• **DIRECTION**: Filter the rows below down to only those lines containing the string "background", copying each one. Case counts.

* Start DATA FOR PROCESSING *

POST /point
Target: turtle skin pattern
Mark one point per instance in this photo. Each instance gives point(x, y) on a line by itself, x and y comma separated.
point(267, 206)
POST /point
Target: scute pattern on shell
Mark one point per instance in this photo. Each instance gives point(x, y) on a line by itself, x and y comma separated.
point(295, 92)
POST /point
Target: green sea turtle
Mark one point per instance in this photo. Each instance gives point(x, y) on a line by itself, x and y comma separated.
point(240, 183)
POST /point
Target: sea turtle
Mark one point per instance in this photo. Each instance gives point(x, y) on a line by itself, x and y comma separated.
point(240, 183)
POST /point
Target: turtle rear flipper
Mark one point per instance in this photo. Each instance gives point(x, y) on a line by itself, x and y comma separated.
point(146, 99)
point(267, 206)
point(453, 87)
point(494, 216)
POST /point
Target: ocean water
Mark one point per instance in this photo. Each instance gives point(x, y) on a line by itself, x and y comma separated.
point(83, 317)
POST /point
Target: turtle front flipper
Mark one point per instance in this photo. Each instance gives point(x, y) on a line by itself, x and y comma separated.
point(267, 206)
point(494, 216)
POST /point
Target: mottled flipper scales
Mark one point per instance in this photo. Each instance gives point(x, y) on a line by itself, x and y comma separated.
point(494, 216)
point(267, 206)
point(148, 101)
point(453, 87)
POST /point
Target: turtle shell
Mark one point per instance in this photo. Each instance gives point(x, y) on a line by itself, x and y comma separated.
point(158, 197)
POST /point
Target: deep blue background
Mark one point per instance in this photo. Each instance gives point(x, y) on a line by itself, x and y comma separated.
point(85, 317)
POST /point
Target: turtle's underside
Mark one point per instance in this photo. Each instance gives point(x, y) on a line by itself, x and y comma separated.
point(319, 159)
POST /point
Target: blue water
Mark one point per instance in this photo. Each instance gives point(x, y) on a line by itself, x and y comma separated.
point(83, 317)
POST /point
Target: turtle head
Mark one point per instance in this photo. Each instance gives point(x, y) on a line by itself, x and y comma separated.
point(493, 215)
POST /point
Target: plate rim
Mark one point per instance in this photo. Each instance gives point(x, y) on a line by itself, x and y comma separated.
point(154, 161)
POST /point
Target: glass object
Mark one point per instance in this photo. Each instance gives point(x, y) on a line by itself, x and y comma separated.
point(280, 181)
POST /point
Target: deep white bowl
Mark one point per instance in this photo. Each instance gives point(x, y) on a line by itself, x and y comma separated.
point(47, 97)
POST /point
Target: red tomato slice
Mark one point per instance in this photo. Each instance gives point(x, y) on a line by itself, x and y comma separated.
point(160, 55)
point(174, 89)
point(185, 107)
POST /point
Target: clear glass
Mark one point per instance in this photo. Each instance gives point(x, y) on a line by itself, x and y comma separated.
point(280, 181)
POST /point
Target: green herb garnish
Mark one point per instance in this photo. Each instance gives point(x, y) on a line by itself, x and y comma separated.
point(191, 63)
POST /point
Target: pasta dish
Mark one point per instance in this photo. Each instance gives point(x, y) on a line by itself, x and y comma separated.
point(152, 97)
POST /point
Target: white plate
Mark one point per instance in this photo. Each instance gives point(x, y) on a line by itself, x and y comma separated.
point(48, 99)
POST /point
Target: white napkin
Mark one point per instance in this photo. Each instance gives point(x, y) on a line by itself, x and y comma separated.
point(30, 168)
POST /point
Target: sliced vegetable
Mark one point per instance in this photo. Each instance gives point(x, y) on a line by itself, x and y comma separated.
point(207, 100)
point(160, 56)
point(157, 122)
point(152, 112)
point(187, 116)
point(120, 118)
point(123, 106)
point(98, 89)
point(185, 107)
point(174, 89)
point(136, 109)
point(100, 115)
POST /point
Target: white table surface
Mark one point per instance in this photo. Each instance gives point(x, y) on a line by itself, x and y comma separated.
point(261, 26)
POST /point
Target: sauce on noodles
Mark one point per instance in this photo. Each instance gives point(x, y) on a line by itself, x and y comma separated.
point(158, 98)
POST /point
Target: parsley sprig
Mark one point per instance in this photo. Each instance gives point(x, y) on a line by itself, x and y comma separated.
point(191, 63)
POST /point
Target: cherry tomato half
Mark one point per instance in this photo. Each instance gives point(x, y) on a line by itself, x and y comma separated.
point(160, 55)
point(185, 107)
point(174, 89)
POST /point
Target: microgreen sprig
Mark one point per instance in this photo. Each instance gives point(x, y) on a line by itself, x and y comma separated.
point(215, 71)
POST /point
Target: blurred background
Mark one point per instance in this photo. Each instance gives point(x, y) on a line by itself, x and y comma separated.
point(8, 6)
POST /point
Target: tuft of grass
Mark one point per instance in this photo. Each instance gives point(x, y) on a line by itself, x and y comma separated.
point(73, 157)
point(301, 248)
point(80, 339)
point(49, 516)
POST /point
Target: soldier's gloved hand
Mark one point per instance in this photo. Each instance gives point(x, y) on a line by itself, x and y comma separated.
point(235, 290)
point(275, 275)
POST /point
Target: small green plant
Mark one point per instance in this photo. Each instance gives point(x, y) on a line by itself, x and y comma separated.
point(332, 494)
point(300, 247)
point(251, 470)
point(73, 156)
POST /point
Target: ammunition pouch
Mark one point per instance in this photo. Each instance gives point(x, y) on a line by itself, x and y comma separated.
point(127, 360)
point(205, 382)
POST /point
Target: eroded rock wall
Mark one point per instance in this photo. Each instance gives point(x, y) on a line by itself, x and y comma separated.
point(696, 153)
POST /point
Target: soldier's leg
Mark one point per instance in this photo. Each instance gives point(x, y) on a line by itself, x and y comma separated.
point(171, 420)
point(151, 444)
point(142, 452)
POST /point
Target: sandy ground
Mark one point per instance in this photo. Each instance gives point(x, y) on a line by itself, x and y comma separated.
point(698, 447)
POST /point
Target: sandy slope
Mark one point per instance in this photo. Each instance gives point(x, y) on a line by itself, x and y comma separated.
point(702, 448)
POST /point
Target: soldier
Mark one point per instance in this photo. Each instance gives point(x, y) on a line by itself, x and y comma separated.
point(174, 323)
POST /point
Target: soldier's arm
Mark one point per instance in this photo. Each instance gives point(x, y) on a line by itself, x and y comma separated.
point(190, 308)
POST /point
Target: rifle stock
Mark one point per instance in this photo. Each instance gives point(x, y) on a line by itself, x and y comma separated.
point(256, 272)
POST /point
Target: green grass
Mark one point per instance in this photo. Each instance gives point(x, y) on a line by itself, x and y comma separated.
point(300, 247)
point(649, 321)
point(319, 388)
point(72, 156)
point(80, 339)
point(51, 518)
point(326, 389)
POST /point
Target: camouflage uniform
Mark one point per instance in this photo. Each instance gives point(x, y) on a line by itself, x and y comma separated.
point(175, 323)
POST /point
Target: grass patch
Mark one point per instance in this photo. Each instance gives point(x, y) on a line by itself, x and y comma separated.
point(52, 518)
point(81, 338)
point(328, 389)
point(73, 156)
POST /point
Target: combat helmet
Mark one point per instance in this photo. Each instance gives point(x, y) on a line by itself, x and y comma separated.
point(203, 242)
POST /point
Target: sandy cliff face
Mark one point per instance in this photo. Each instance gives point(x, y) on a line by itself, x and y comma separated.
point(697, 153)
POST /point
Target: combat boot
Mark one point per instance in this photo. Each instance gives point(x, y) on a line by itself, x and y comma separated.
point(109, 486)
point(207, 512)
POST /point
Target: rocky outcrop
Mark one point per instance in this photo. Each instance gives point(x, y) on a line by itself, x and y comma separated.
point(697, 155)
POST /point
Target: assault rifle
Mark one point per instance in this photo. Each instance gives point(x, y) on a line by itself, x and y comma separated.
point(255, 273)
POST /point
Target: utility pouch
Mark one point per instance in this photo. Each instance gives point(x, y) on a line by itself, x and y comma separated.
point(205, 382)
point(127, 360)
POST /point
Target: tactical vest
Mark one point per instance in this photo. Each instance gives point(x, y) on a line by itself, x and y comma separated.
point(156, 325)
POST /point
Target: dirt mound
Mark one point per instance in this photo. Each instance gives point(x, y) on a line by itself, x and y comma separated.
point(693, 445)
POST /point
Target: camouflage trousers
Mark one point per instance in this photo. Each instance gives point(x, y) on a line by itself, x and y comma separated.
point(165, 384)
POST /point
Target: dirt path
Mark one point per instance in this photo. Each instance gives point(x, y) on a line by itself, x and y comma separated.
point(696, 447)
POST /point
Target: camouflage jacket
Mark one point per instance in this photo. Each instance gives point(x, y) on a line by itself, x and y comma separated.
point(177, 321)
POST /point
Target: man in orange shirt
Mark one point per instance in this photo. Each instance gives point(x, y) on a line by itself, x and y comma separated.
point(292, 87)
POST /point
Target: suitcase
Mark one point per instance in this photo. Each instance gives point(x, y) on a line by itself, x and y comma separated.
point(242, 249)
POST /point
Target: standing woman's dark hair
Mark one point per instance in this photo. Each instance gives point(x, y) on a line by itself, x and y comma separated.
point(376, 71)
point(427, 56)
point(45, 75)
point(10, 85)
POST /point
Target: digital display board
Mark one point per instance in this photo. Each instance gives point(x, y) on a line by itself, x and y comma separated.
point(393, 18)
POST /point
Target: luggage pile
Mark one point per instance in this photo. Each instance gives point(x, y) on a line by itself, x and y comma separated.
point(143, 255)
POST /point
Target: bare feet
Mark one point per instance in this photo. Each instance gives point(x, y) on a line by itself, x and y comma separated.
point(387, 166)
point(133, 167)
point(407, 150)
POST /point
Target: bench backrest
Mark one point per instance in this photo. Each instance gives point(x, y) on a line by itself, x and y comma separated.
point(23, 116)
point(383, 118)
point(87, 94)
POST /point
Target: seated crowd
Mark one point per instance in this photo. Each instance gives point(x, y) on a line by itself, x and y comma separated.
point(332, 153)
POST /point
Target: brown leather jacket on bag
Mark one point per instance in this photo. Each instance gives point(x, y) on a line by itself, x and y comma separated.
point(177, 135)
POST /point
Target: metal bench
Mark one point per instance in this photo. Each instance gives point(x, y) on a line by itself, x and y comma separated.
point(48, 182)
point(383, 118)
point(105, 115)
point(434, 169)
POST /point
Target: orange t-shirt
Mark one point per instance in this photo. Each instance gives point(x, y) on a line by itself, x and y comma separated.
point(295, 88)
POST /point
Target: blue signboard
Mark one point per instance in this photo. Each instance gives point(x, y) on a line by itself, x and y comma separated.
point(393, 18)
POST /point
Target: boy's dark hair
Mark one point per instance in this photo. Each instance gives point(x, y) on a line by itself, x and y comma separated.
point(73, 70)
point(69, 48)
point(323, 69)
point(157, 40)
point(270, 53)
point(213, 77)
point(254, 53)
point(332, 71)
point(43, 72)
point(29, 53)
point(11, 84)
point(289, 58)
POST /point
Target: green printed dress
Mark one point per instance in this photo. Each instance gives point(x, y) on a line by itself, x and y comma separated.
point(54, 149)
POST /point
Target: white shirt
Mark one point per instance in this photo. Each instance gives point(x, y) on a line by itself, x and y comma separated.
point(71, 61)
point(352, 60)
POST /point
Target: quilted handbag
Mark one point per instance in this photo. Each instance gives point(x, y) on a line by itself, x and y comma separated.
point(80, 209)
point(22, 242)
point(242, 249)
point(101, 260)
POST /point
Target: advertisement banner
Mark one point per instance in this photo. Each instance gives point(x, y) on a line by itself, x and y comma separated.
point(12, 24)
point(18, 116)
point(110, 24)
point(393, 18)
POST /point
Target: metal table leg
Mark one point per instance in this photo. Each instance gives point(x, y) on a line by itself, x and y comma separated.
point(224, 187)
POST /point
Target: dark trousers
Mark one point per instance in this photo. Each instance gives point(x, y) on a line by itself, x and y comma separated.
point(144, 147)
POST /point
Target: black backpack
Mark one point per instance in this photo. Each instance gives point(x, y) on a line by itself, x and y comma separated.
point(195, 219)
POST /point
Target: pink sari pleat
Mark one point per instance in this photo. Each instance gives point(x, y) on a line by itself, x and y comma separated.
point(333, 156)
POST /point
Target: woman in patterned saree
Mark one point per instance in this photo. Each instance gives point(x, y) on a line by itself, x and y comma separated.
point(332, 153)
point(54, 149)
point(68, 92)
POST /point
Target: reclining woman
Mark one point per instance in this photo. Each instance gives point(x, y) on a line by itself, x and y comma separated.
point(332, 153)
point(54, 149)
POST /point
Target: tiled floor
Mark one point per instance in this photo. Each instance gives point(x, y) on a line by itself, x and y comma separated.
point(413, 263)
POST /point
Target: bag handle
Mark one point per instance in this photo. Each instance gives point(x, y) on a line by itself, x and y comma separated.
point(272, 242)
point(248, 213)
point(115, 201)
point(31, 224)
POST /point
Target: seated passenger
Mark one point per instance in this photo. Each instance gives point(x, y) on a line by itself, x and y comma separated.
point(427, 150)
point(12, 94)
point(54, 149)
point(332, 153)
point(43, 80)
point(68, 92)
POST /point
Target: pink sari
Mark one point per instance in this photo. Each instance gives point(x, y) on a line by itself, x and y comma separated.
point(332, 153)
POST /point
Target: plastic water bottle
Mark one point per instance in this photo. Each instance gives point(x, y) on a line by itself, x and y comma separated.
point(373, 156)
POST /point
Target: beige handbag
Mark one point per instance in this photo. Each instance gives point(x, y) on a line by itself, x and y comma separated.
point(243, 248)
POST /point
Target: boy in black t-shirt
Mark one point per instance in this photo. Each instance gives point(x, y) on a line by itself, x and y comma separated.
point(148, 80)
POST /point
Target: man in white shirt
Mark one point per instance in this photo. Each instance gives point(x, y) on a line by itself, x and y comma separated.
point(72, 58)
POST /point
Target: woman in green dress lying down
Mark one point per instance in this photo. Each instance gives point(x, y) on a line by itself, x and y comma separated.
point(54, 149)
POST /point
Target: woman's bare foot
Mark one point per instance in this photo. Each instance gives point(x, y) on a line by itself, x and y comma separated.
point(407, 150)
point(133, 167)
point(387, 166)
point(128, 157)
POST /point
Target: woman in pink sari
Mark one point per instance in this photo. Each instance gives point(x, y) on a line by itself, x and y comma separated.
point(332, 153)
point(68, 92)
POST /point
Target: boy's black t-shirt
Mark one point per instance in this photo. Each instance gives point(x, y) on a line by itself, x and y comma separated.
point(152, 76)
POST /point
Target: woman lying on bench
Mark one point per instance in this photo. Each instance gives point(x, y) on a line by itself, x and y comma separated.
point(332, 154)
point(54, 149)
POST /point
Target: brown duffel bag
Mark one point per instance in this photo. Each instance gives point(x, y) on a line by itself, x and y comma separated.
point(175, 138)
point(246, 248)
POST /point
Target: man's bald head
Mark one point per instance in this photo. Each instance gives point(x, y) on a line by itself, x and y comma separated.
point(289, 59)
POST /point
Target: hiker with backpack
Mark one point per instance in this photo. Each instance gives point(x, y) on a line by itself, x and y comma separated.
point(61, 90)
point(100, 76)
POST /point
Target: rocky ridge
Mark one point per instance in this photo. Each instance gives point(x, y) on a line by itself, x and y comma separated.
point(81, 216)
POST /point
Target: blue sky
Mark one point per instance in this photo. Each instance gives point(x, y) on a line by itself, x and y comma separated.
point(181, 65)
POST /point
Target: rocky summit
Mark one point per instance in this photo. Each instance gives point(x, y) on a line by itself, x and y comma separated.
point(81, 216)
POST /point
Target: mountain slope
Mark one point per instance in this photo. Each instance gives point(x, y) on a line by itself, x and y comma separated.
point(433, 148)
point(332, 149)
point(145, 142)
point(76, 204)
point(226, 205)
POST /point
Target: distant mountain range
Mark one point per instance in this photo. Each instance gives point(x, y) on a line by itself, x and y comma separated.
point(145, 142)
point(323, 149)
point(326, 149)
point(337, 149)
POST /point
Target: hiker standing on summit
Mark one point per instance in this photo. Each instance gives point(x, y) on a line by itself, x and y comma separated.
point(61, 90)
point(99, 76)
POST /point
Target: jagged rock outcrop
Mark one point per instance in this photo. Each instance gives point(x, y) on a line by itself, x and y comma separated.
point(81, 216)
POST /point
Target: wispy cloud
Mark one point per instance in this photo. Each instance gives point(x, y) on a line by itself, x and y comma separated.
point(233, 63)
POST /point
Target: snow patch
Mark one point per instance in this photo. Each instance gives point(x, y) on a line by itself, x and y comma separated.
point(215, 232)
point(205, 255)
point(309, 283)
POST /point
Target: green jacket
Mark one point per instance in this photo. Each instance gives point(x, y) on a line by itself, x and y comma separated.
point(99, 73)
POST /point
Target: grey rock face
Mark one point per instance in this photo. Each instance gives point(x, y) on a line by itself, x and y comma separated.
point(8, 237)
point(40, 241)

* End DATA FOR PROCESSING *

• **WORKED SOLUTION**:
Target: deep blue background
Target: blurred background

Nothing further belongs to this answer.